CHALLENGE: Resume the tutorial on transforming XML, picking up right after its last line.

SOURCE EXTRACT:
** Start **

Transforming XML

Summary: We consider some additional techniques for transforming XML documents that build upon our work in extracting information from XML documents.

In our initial explorations of ways to process XML, we considered some approaches to writing programs that take a Web page as input and generate a new Web page based on the information on the page.

While such approaches can be useful, they are not universally applicable. For example, what happens if we want to replace just one small portion of a page, keeping everything else the same? Or what if we want to remove rather than extract portions of a page?

While there are XPath-based approaches for working with XML, we will instead return to a technique we are more accustomed to, recursion. That is, since SXML structures are simply list structures, we can use what we know about recursing over lists to recurse over SXML structures. Well, almost. SXML structures are nested lists, so we may have to think a bit about the nesting.

SXML structures, a reminder

Just in case you’ve forgotten, an SXML structure can be one of two things.

A string.
A list consisting of a symbol, an optional attribute list, and zero or more other SXML structures.

The attribute list is a list whose car is an at sign (@) and whose cdr is a list of two-element lists, with the car of each list containing a symbol and the cdr containing the value, most frequently as a string. For example, here’s a simple paragraph containing some emphasized text.

(define ex1
  '(p (@ (class "abstract important"))
      (em "This is an "
          (em "emphasized")
          " sentence.")
      "  "
      "In contrast, this one is not emphasized."))

And here’s that structure as HTML text.

> (display (xml->string ex1))

** End **

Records
** Start **

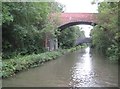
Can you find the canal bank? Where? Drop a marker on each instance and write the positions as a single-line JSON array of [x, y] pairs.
[[11, 67], [82, 68]]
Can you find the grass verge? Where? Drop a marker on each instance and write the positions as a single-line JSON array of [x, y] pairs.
[[12, 66]]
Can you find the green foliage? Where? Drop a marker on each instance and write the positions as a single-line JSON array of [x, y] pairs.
[[24, 25], [106, 39], [12, 66]]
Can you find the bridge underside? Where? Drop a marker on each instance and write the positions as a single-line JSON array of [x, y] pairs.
[[76, 23]]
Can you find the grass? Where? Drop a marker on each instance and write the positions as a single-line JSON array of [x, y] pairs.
[[12, 66]]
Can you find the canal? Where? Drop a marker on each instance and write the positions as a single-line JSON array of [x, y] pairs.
[[83, 68]]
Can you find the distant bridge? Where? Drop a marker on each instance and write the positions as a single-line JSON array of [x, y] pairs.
[[70, 19], [83, 40]]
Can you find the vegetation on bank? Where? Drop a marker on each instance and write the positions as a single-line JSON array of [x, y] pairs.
[[12, 66], [25, 26], [106, 40]]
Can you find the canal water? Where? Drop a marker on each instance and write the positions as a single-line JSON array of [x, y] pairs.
[[83, 68]]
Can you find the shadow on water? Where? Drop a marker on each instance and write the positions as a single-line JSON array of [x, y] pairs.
[[83, 68]]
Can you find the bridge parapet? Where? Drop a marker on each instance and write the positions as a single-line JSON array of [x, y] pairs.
[[76, 17]]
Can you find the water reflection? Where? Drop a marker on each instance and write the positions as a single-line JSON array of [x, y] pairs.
[[78, 69], [82, 75]]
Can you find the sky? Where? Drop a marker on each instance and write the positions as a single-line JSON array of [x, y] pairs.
[[80, 6]]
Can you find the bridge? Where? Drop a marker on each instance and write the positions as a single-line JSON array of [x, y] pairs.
[[64, 20], [83, 40], [70, 19]]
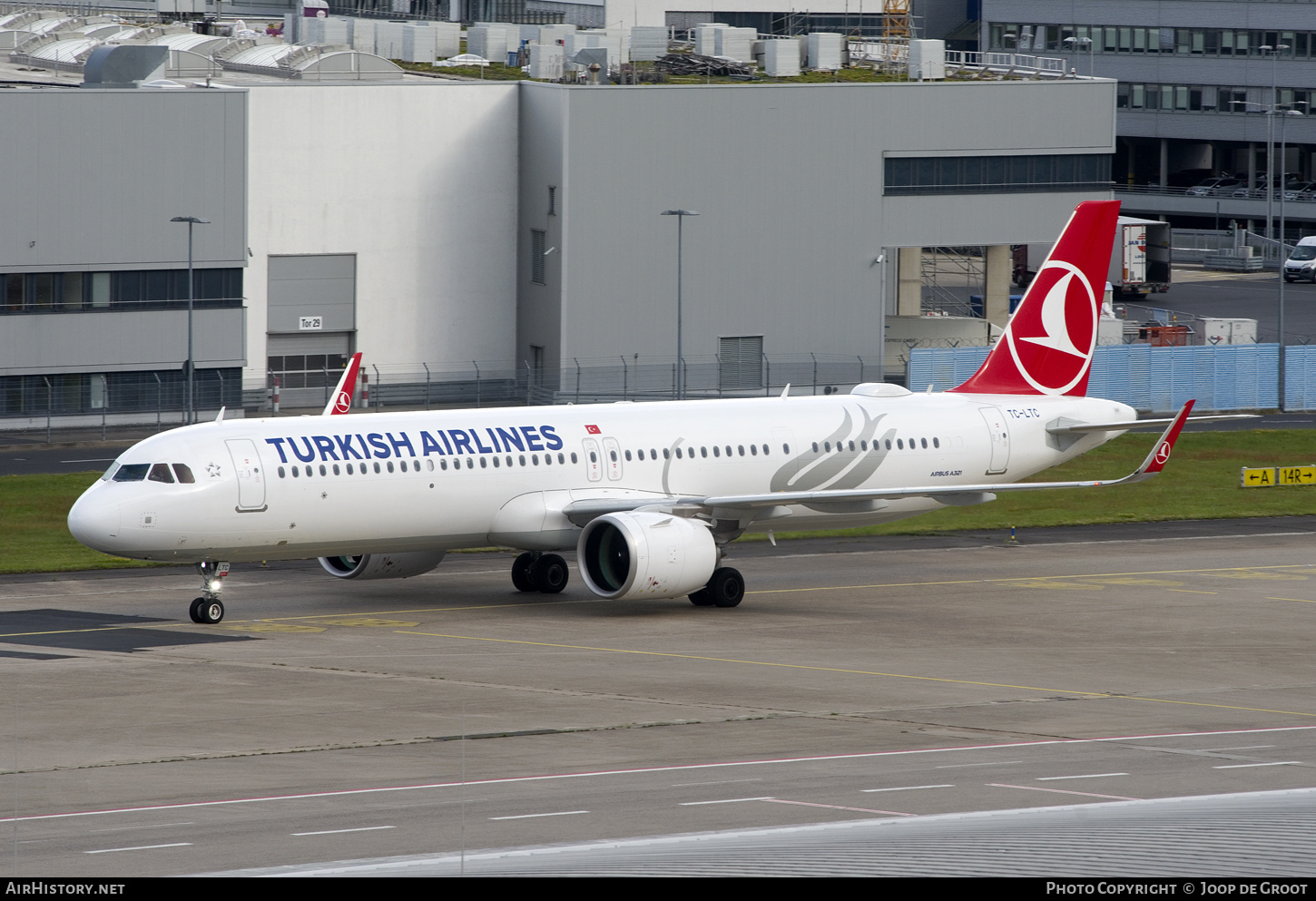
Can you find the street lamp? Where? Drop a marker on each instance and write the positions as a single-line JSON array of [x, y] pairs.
[[191, 291], [681, 365], [1074, 44]]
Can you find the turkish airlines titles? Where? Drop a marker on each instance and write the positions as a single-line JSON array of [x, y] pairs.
[[447, 442]]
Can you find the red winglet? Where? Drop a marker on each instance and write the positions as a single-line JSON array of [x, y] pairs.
[[341, 400], [1161, 453], [1049, 342]]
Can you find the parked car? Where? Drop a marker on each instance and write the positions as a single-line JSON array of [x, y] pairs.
[[1301, 262], [1216, 187]]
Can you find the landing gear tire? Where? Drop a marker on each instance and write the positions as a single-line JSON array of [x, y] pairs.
[[207, 611], [727, 587], [550, 573], [521, 573], [703, 597]]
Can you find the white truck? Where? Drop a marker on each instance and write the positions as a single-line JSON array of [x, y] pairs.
[[1140, 260]]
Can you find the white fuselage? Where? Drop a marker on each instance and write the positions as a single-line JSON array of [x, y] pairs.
[[445, 479]]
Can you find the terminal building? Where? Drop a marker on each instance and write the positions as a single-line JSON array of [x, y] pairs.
[[1203, 90], [437, 222]]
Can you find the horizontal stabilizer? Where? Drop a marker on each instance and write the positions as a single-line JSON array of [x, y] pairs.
[[1072, 427]]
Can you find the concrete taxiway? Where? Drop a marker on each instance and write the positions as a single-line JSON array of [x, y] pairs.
[[324, 720]]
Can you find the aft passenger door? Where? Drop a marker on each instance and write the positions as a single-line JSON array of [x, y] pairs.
[[612, 450], [246, 465], [999, 430], [593, 465]]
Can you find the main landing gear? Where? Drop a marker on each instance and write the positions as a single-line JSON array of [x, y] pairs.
[[540, 573], [208, 608], [725, 588]]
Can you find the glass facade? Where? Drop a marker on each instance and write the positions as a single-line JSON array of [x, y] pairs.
[[924, 175]]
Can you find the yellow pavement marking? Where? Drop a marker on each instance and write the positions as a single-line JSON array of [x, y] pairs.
[[853, 672], [366, 621], [266, 626], [1015, 579]]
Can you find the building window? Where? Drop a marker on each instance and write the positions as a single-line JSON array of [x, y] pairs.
[[538, 246], [915, 175], [740, 362]]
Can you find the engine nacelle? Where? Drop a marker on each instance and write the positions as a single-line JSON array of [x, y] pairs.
[[382, 566], [624, 555]]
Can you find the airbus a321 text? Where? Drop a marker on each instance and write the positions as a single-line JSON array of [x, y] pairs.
[[648, 494]]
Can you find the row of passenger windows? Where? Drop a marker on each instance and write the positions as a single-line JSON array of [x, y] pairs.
[[863, 445], [429, 465], [152, 473]]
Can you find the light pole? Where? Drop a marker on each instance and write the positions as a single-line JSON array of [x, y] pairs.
[[1270, 137], [191, 292], [1074, 44], [1283, 245], [681, 363]]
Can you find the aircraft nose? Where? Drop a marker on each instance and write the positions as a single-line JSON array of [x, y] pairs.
[[93, 520]]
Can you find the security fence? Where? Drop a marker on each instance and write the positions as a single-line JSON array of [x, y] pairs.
[[1161, 379]]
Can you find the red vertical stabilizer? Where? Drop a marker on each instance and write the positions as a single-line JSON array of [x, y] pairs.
[[1049, 342]]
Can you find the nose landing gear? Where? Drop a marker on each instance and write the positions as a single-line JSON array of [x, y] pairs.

** End **

RESULT BELOW:
<p class="abstract important"><em>This is an <em>emphasized</em> sentence.</em>  In contrast, this one is not emphasized.</p>

You may note that the paragraph list has five elements.

The symbol 'p.
An attribute list, (@ (class "abstract important"))
Another SXML structure for an emphasized sentence.
A string of spaces.
A string for another sentence.

That emphasized sentence has

The symbol 'em
No attribute list.
A string
Another SXML structure
Another string.

Our first example: Removing spaces

In a recent lab we tried to write a procedure (or at least an expression) that removed spaces from an HTML document. Unfortunately, removing all spaces from the string using string-replace has some unintended consequences. Consider our example from above, in HTML form.

(define ex2
  "<p class=\"abstract important\"><em>This is an <em>emphasized</em> sentence.</em>  In contrast, this one is not emphasized.</p>")
> (string-replace ex2 " " "")
"<pclass=\"abstractimportant\"><em>Thisisan<em>emphasized</em>sentence.</em>Incontrast,thisoneisnotemphasized.</p>"
> (string-replace ex2 " " "")
"<pclass=\"abstractimportant\"><em>Thisisan<em>emphasized</em>sentence.</em>Incontrast,thisoneisnotemphasized.</p>"
> (string->xml (string-replace ex2 " " ""))
'(pclass (@ (abstractimportant)) (em "Thisisan" (em "emphasized") "sentence.") "Incontrast,thisoneisnotemphasized.")

You may note that our p tag has turned into a pclass tag, our attributes have also lost their space, and more.

So, what can we do? Instead of relying on a built-in DrRacket procedure, we can write our own. First, we’ll write a small helper that checks whether its parameter is a string.In that case, it deletes the spaces using string-replace. Otherwise, it just gives back the value.

(define remove-spaces
  (lambda (val)
    (cond
      [(string? val)
       (string-replace val " " "")]
      [else
       val])))

Let’s check it out

> (remove-spaces "hello world")
> (remove-spaces "hello world.  My name is eman.")
"helloworld.Mynameiseman."
> (remove-spaces '(p "Hello"))
'(p "Hello")
> (remove-spaces 'p)
'p

So far, so good.

But what should we do if we have something like (p "Hello " (em "and") " goodbye")? Our remove-spaces procedure doesn’t work on the list, because the list is not a string.

> (remove-spaces '(p "Hello " (em "and") " goodbye"))
'(p "Hello " (em "and") " goodbye")

However, we know one way of dealing with lists. We can use map to do something to each element of the list.

> (map remove-spaces '(p "Hello " (em "and") " goodbye"))
'(p "Hello" (em "and") "goodbye")

That may get us started on writing a procedure that removes spaces from SXML structures. If it’s a string, we use our remove-spaces procedure. If it’s a list (which we’ll check using pair?, because we assume that we’ll have correct SXML), we map remove-spaces across the list.

(define xml-remove-spaces
  (lambda (val)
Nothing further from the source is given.